Task goal: Check every line below for the string "window". Copy the ones that have it.

++++ Study material

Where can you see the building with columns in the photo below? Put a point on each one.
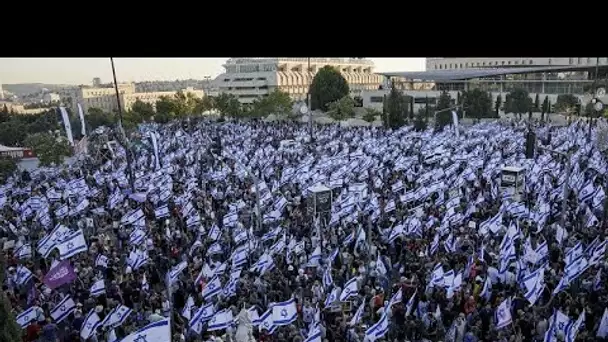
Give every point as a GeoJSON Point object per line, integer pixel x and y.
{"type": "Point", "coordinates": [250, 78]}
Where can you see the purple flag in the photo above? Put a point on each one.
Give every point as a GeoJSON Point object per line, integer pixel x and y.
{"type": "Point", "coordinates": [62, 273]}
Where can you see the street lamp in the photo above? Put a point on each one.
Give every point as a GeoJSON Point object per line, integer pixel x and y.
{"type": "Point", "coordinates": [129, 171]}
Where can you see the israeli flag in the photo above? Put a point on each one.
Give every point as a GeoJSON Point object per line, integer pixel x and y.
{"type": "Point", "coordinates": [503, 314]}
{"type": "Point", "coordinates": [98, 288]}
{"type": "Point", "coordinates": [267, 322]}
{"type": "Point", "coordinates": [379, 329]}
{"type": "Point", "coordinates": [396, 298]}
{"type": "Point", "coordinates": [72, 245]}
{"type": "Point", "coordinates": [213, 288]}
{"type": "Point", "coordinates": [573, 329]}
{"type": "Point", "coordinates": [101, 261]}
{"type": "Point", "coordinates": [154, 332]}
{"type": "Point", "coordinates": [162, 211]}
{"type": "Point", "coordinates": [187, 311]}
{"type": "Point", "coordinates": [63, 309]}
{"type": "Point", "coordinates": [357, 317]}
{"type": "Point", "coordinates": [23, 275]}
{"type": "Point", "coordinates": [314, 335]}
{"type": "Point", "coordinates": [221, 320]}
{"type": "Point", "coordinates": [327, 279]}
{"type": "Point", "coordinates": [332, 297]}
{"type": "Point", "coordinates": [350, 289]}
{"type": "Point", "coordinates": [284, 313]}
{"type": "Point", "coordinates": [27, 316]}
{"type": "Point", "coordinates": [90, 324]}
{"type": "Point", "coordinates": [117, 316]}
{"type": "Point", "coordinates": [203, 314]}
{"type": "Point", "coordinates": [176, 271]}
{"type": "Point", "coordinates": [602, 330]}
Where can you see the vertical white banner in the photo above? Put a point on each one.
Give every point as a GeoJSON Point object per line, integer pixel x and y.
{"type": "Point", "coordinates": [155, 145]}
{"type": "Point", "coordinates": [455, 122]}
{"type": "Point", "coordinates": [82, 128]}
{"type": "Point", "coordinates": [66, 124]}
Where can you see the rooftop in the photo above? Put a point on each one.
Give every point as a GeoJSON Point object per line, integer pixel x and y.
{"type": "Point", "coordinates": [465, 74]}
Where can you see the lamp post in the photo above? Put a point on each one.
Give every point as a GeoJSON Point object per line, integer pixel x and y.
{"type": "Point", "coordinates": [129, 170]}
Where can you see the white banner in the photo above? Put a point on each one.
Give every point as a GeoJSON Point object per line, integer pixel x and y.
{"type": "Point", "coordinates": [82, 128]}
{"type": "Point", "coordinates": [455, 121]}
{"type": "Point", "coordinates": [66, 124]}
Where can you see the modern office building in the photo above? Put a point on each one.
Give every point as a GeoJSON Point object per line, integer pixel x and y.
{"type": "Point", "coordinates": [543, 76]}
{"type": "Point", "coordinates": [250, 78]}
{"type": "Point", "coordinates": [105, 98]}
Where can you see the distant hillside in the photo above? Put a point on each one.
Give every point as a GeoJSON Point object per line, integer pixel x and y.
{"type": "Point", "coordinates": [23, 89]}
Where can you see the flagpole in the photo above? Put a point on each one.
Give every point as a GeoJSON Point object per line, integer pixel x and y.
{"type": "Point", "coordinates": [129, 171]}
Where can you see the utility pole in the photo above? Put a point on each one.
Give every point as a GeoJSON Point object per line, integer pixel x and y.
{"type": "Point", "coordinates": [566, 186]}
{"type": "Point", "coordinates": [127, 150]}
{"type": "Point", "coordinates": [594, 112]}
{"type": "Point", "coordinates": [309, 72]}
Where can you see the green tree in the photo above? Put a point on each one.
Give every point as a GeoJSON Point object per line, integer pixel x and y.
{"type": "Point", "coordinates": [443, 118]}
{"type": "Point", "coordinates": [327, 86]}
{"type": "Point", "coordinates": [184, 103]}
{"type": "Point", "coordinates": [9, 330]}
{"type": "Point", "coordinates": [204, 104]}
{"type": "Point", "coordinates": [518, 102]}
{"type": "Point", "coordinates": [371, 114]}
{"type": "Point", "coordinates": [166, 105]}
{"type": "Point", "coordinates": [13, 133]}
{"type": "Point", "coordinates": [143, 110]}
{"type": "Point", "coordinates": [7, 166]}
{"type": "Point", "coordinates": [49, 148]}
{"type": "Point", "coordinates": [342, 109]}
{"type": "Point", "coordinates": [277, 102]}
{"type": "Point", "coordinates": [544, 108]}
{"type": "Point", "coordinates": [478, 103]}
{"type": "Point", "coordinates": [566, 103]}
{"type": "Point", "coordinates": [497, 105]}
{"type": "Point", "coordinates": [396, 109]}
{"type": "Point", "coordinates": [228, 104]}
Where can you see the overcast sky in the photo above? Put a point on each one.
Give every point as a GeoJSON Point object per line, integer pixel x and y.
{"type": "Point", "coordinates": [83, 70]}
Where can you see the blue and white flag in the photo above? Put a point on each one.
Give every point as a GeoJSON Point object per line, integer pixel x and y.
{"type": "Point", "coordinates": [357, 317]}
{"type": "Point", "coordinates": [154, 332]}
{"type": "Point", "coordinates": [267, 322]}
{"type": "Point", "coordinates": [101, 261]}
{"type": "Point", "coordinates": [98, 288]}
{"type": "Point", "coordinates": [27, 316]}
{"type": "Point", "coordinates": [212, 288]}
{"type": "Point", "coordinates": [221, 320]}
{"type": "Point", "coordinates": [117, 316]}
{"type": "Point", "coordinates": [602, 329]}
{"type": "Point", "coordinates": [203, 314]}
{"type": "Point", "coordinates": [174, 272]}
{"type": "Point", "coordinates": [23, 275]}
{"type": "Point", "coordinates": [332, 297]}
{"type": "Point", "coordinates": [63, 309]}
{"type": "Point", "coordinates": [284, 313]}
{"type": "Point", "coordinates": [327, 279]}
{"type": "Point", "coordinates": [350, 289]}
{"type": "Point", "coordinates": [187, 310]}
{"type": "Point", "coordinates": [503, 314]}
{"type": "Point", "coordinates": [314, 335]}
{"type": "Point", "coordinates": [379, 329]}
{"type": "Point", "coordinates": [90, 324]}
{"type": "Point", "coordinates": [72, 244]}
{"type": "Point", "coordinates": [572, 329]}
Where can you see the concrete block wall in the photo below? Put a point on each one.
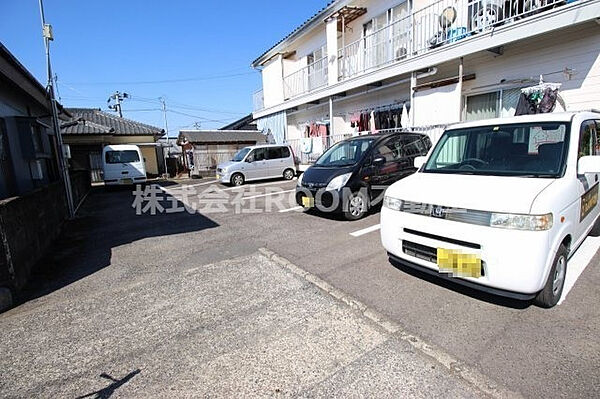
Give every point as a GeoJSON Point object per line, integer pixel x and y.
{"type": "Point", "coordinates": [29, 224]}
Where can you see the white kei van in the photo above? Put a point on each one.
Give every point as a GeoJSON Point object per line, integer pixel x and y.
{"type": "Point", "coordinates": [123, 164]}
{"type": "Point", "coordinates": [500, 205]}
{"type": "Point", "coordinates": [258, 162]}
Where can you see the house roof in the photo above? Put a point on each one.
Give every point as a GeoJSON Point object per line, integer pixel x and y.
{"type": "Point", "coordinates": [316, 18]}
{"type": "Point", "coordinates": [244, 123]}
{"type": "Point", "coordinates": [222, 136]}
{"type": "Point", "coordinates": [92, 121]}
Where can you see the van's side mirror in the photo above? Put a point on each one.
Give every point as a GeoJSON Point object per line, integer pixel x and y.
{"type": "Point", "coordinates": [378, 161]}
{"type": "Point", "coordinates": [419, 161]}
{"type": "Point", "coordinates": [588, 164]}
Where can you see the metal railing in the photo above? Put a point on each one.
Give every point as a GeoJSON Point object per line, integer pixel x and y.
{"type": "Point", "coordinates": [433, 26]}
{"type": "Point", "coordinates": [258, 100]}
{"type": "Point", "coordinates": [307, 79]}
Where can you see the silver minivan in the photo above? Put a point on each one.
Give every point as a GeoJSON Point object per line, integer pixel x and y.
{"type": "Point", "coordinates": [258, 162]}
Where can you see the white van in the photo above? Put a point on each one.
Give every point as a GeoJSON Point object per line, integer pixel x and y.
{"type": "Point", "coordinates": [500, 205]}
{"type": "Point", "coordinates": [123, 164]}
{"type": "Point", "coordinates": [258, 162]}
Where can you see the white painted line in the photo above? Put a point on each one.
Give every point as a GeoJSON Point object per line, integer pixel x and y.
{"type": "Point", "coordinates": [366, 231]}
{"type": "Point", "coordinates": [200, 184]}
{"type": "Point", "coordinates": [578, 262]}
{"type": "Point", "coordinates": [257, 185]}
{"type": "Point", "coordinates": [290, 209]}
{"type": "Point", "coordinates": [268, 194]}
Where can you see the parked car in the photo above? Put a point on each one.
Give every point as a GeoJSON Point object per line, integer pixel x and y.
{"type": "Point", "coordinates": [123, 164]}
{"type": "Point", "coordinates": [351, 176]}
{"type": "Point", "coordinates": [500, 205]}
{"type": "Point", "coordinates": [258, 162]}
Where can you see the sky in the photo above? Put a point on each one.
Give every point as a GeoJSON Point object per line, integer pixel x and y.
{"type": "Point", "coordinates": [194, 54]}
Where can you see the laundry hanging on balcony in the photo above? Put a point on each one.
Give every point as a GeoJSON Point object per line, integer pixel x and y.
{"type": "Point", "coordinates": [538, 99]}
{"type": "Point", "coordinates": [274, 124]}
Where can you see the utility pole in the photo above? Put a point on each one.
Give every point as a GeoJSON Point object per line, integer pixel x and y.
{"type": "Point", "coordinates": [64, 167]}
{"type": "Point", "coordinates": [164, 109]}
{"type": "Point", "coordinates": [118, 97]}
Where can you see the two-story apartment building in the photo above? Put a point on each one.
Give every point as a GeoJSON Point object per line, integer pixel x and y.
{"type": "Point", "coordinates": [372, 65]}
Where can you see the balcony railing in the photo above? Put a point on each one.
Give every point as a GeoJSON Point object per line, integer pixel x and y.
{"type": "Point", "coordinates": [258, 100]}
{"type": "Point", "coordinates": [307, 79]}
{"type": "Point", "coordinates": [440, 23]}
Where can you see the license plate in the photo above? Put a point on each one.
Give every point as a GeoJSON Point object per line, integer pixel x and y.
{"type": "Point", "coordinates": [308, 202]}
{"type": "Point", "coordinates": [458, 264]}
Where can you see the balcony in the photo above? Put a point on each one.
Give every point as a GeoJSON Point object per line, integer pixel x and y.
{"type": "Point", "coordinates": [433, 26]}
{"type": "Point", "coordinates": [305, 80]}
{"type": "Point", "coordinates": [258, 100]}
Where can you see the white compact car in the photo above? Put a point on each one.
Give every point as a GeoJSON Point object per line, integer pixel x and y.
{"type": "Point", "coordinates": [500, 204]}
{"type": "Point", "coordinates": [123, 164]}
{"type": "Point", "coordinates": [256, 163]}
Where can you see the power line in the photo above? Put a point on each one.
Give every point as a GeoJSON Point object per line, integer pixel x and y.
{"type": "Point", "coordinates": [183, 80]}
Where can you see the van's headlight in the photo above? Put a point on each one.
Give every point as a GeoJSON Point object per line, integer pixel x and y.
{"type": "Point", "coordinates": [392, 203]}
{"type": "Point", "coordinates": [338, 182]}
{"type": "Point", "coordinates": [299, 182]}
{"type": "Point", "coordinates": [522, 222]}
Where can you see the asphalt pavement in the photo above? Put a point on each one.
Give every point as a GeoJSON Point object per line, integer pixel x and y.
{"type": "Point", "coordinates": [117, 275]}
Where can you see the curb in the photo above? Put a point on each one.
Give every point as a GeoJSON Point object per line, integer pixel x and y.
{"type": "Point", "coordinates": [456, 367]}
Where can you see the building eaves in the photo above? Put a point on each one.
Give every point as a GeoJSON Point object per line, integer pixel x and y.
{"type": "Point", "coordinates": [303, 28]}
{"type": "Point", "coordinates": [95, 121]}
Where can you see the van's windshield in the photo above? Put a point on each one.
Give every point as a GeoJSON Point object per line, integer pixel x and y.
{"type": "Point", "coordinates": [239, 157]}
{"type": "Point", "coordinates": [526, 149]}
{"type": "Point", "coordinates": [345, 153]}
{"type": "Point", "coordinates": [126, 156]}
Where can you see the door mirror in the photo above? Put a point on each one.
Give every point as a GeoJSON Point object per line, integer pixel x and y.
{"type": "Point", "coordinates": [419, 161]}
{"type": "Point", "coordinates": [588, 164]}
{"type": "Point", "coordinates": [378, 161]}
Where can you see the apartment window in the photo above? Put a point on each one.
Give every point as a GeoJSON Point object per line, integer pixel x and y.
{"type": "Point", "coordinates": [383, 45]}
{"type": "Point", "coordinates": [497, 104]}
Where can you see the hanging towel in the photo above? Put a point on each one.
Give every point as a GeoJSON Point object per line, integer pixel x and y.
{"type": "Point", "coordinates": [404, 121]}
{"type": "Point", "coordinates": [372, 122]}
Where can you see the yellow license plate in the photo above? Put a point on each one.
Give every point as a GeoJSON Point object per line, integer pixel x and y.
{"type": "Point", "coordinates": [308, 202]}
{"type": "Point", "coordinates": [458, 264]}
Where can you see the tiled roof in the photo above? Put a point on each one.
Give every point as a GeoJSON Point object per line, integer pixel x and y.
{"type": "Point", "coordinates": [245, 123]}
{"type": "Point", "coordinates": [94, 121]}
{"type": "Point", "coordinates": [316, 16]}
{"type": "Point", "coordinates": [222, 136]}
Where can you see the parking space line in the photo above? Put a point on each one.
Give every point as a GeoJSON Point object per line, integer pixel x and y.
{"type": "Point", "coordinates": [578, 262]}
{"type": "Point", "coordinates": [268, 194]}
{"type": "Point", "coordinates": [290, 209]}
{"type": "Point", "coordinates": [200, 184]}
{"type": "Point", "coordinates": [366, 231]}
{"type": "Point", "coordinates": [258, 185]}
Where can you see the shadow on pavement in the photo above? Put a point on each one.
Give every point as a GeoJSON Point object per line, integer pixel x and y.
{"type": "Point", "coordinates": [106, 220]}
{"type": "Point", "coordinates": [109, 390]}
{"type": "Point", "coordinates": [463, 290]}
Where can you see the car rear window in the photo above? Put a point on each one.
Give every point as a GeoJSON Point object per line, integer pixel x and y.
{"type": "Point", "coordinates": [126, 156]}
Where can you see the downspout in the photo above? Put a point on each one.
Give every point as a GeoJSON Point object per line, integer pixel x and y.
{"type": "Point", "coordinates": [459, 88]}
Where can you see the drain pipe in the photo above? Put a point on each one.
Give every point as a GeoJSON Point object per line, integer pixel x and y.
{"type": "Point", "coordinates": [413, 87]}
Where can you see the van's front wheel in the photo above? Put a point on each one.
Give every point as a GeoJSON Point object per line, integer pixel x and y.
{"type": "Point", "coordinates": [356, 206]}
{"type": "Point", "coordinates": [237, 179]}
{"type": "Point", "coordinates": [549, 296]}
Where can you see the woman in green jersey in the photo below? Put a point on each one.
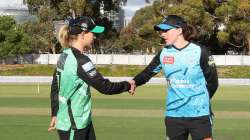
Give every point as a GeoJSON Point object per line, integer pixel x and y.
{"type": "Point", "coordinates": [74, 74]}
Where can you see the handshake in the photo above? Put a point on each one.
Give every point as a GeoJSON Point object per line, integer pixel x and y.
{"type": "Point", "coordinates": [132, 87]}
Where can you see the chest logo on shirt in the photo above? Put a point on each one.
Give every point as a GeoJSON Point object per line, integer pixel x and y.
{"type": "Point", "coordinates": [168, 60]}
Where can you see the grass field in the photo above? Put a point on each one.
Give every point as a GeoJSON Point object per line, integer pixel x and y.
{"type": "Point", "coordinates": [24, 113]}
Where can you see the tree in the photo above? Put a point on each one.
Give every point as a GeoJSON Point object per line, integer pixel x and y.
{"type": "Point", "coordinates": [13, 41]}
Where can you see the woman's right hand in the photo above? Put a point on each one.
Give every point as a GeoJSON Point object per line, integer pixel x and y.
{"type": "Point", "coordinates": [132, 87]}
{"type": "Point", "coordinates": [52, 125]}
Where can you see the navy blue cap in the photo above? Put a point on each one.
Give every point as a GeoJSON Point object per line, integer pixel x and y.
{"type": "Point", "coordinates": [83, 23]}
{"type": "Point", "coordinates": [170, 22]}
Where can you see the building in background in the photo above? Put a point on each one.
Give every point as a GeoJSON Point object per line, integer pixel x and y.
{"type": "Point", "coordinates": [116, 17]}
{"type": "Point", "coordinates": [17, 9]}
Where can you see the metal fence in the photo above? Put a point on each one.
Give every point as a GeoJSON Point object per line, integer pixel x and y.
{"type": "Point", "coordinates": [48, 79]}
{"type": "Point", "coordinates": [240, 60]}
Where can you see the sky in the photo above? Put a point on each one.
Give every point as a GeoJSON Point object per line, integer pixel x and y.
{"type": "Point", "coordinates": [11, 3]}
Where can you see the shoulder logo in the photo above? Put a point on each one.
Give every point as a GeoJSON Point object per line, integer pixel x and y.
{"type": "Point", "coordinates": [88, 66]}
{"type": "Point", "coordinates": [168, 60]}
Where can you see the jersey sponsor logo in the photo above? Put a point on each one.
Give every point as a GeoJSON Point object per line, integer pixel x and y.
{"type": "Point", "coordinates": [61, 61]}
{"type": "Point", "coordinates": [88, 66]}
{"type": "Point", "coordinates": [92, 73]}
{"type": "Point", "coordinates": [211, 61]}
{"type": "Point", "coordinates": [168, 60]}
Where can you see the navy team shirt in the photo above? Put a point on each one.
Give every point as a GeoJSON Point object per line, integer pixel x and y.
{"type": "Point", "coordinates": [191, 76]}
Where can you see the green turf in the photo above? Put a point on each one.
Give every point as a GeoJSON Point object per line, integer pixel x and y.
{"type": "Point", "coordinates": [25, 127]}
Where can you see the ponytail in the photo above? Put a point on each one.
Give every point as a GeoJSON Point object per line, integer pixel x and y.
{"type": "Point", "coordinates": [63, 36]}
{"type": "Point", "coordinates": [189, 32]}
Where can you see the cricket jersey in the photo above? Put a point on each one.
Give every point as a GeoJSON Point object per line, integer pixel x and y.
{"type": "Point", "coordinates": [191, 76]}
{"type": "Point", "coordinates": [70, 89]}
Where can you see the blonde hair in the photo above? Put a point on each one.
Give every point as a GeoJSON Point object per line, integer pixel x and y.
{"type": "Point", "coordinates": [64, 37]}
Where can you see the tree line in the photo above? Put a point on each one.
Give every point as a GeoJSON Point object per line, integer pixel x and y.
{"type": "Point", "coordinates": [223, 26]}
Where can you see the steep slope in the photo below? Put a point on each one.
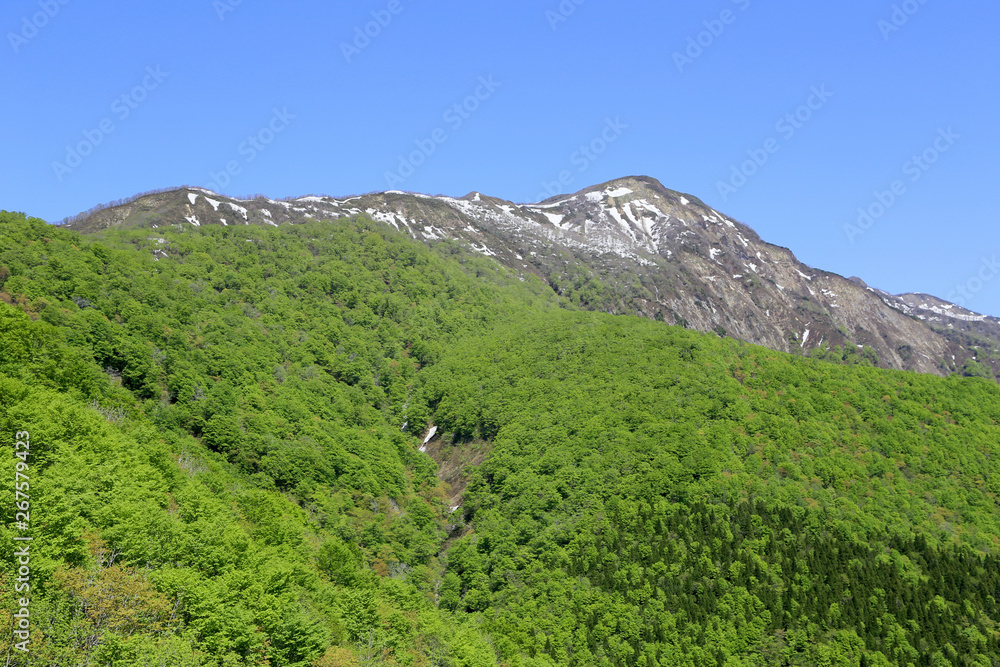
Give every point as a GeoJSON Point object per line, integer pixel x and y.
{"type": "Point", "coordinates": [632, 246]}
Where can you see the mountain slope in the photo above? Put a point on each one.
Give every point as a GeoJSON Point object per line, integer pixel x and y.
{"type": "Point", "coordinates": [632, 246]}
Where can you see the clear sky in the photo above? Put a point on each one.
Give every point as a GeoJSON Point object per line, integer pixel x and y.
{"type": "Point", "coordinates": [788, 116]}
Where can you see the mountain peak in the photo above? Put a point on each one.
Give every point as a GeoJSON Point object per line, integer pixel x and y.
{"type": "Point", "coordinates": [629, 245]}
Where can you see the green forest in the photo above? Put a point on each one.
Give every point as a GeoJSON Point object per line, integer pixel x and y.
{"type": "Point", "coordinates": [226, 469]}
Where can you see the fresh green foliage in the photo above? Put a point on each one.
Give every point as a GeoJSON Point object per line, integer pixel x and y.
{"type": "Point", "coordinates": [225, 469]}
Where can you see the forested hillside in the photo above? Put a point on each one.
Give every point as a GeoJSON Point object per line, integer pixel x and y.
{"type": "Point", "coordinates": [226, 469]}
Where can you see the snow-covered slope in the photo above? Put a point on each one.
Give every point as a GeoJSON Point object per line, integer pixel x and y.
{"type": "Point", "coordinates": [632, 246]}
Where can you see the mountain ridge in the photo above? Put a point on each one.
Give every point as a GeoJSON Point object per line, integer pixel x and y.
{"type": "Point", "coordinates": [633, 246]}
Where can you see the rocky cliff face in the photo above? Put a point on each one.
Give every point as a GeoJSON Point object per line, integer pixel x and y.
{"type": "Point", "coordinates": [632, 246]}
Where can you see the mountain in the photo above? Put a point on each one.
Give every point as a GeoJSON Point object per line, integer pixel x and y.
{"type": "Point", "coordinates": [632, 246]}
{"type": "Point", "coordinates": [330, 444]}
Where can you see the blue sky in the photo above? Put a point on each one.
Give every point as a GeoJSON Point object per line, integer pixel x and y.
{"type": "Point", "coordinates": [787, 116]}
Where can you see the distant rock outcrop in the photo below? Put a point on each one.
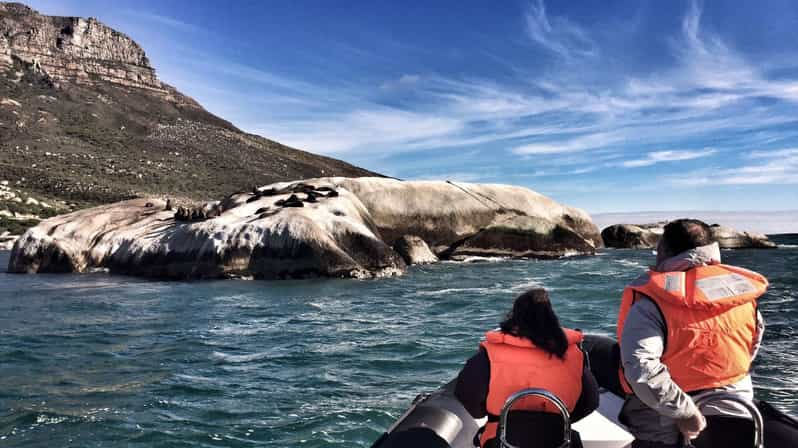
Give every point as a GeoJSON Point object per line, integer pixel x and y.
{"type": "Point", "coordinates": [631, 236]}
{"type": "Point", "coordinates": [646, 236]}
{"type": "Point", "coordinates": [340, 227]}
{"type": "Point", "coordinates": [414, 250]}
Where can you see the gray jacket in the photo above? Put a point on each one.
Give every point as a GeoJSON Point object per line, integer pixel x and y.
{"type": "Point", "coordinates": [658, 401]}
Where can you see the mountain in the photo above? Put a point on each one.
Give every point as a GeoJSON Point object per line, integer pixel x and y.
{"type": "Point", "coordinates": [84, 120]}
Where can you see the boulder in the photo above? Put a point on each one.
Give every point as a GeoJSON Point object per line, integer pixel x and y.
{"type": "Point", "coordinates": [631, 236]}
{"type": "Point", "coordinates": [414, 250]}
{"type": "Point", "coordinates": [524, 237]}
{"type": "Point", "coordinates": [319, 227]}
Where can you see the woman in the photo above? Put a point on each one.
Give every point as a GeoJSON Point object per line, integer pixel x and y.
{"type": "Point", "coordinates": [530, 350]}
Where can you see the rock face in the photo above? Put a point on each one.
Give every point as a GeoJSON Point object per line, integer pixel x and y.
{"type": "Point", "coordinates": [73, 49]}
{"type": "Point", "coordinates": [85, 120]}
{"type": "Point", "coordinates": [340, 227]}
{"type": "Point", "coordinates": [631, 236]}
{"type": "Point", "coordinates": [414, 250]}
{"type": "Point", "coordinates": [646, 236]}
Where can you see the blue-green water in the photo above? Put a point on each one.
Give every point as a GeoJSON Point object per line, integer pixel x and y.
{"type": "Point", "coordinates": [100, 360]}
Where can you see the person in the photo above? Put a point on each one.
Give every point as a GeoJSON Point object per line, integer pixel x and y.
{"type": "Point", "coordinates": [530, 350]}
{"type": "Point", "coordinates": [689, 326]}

++++++++

Answer below:
Where can you see the apartment window in the photo above? Put a point on each one.
Where can you see the car rear window in the photo above? Put a point on each one.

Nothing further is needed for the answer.